▶ _Goal_
Set down every line of the records below, character for character, without changing or leaving out anything.

━━━ Source data ━━━

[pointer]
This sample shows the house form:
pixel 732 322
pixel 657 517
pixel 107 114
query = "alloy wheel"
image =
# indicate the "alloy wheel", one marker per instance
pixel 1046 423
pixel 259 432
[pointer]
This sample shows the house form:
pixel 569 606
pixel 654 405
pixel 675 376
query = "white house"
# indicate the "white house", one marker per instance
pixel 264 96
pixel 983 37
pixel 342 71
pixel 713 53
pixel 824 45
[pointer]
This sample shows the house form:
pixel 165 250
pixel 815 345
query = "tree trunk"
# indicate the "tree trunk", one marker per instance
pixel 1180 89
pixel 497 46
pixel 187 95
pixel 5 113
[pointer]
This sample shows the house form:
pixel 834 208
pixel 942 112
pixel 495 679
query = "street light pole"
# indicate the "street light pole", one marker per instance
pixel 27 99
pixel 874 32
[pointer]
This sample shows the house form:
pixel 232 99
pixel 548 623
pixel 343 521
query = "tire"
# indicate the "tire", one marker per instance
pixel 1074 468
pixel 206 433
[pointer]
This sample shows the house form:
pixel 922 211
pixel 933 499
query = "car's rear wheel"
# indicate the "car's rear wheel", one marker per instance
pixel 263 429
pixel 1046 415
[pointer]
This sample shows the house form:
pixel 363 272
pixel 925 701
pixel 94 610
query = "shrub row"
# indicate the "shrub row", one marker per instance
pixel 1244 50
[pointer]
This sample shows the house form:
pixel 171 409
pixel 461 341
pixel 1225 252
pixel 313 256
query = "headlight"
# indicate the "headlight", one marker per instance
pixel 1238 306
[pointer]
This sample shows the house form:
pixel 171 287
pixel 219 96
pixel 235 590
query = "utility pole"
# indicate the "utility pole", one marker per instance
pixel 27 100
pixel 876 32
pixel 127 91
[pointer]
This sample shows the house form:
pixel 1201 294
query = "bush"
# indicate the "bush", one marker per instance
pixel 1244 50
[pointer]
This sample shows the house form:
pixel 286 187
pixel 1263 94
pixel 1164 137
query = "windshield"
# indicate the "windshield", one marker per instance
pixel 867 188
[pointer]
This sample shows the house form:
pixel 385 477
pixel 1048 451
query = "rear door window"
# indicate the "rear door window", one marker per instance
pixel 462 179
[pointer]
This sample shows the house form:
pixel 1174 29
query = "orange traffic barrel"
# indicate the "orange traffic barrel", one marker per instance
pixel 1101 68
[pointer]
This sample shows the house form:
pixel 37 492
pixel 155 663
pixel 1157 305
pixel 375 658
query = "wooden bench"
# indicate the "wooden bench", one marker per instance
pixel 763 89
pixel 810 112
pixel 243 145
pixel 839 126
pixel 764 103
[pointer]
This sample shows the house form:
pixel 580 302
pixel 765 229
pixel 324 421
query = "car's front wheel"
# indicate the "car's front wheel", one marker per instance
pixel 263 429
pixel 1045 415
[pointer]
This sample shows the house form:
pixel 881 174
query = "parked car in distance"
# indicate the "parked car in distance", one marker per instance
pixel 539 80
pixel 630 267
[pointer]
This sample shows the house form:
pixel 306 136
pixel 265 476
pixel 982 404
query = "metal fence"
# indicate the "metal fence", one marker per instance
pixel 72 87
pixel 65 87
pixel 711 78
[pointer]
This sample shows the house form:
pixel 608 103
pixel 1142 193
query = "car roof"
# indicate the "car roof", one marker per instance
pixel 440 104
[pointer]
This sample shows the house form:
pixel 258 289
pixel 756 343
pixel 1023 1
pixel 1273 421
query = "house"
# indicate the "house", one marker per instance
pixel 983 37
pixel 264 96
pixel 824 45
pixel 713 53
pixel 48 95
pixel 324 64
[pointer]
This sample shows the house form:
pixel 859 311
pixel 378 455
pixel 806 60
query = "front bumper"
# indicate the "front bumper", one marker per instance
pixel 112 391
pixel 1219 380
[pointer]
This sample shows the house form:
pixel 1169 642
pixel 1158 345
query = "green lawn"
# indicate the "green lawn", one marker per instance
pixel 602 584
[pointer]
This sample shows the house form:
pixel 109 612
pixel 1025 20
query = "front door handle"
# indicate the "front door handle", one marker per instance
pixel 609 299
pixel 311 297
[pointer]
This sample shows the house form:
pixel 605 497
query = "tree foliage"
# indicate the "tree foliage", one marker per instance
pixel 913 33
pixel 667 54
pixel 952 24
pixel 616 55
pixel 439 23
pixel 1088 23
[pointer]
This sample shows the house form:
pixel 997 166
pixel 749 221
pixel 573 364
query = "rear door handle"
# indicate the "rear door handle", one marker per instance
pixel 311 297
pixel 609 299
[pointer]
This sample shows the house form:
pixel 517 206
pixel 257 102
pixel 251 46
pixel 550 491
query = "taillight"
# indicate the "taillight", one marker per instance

━━━

▶ _Response for this exercise_
[pointer]
This sample shows the house form:
pixel 732 322
pixel 657 517
pixel 107 114
query = "alloy wheel"
image =
# indicate the "alloy wheel", one marker per instance
pixel 1046 423
pixel 259 432
[pointer]
This sample shows the house form:
pixel 569 606
pixel 654 405
pixel 675 376
query = "white house"
# indicate the "white house", one marker per instance
pixel 264 96
pixel 983 37
pixel 342 71
pixel 713 53
pixel 824 45
[pointer]
This sample shows the house form:
pixel 165 250
pixel 815 345
query = "tree trunk"
# indicate the "tree trunk", one marker per instance
pixel 1180 89
pixel 497 46
pixel 187 95
pixel 5 113
[pointer]
This sample shows the house form:
pixel 834 208
pixel 942 112
pixel 495 679
query = "street light pole"
# indicate the "street light pole", one marker per instance
pixel 27 99
pixel 874 32
[pointer]
This sample shows the house form:
pixel 232 99
pixel 548 623
pixel 343 521
query = "tire"
# indicate the "tire", one marker per instance
pixel 1074 468
pixel 206 433
[pointer]
This sample shows the house form:
pixel 922 211
pixel 933 499
query = "car's rear wheel"
# indicate the "car's rear wheel", one marker per instance
pixel 263 429
pixel 1046 415
[pointer]
This sample shows the house form:
pixel 363 272
pixel 925 701
pixel 94 610
query = "shrub row"
# indicate the "shrub row", one marker per instance
pixel 1244 50
[pointer]
This sample shows the house form:
pixel 171 409
pixel 461 341
pixel 1225 252
pixel 313 256
query = "headlight"
# indicate the "headlight", one marker per instance
pixel 1238 306
[pointer]
This sample shows the house form:
pixel 171 287
pixel 219 96
pixel 235 590
query = "utility pole"
# indicate the "utility pole", one marker per instance
pixel 27 100
pixel 876 32
pixel 127 91
[pointer]
This sample shows the house form:
pixel 1201 294
query = "bush"
# indicate the "bush", one marker per instance
pixel 1244 50
[pointer]
This sample shows the house form:
pixel 286 187
pixel 1263 94
pixel 1164 137
query = "windshield"
# indicate the "windshield", one marker per instance
pixel 867 188
[pointer]
This sample shows the house form:
pixel 385 477
pixel 1048 451
query = "rear door window"
# indicate the "rear door window", one marker per instance
pixel 462 179
[pointer]
This sample shows the house form:
pixel 1174 29
query = "orange traffic barrel"
# indicate the "orange traffic barrel", one marker per instance
pixel 1101 68
[pointer]
This sample shows the house form:
pixel 37 492
pixel 155 663
pixel 1157 305
pixel 375 658
query = "wooden bench"
# indicate the "wooden bench", one marker per instance
pixel 763 89
pixel 810 112
pixel 243 145
pixel 839 126
pixel 764 103
[pointer]
This sample shows the house form:
pixel 580 302
pixel 765 229
pixel 324 421
query = "car's front wheel"
# indicate the "car's front wheel", one marker per instance
pixel 263 429
pixel 1045 415
[pointer]
This sample shows the house form:
pixel 881 174
query = "parked car in distance"
# indicate the "parked car in distance", one marker per instance
pixel 539 80
pixel 630 267
[pointer]
This sample shows the house form:
pixel 306 136
pixel 265 476
pixel 982 404
query = "metal fence"
# indicate the "metal fence", one marker per instance
pixel 72 87
pixel 65 87
pixel 711 78
[pointer]
This sample shows the house form:
pixel 608 103
pixel 1142 193
query = "car roof"
# indicate the "car roof", one marker per instance
pixel 440 104
[pointer]
This sample shows the house form:
pixel 258 289
pixel 756 343
pixel 1023 1
pixel 1273 421
query = "house"
# indicate the "house", one marker per instance
pixel 983 37
pixel 264 96
pixel 824 45
pixel 713 53
pixel 48 95
pixel 324 64
[pointer]
This sample shows the house form:
pixel 859 311
pixel 378 455
pixel 806 60
query = "front bumper"
# indicate the "front bumper", one marker per instance
pixel 112 391
pixel 1219 380
[pointer]
This sample shows the house form:
pixel 1169 642
pixel 1158 345
query = "green lawn"
# indicate the "green lawn", one marker per instance
pixel 602 584
[pointer]
This sample shows the house form:
pixel 109 612
pixel 1025 20
query = "front door handle"
# indicate the "front door handle", one marker per instance
pixel 609 299
pixel 311 297
[pointer]
This sample shows the house form:
pixel 605 497
query = "tree foliage"
# indicate the "tree foliage", one marker per instance
pixel 913 33
pixel 667 54
pixel 952 24
pixel 616 55
pixel 439 23
pixel 1088 23
[pointer]
This sample shows the house form:
pixel 997 166
pixel 749 221
pixel 573 364
query = "rear door handle"
# indicate the "rear door handle", one marker per instance
pixel 311 297
pixel 609 299
[pointer]
This sample shows the house form:
pixel 517 206
pixel 257 102
pixel 251 46
pixel 550 491
query = "taillight"
# indicate the "taillight", one marker per instance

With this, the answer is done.